TASK DETAILS: Pick out all lines with the word "indicate" from the records that follow.

DATA SHOWN:
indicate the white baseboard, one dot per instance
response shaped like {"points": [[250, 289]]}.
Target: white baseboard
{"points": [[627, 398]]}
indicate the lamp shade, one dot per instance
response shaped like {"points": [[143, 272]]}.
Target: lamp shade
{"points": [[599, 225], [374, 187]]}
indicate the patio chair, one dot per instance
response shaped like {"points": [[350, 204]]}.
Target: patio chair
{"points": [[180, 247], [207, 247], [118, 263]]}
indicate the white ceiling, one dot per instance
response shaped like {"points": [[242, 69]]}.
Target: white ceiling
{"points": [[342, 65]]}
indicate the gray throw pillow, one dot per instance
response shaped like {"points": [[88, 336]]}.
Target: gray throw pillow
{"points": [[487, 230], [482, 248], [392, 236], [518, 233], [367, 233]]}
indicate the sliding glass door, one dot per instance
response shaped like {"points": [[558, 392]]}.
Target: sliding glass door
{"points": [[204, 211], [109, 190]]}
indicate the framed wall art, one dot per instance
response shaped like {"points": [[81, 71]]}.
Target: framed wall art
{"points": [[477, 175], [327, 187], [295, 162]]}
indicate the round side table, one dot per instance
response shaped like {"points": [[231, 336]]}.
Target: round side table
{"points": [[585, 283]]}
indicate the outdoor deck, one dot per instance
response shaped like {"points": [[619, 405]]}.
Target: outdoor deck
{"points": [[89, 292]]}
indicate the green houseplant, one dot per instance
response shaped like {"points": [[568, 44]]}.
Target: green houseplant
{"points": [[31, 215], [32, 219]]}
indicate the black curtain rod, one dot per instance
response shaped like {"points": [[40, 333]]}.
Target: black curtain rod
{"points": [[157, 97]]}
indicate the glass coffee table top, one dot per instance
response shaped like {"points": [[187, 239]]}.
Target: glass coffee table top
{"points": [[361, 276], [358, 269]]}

ANSWER BOX:
indicate the white baseboard, one dot per instance
indicate the lamp shade, one dot per instance
indicate the patio chair, one dot per instance
indicate the white ceiling, one dot per instance
indicate the gray throw pillow, one dot per instance
indicate the sliding glass door, one dot per instance
indicate the framed wall art, one dot per instance
indicate the round side table, one dot per instance
indicate the outdoor deck, one dot per instance
indicate the green houseplant, one dot per instance
indicate the black curtain rod, one dot per instance
indicate the glass coffee table top, one dot per instance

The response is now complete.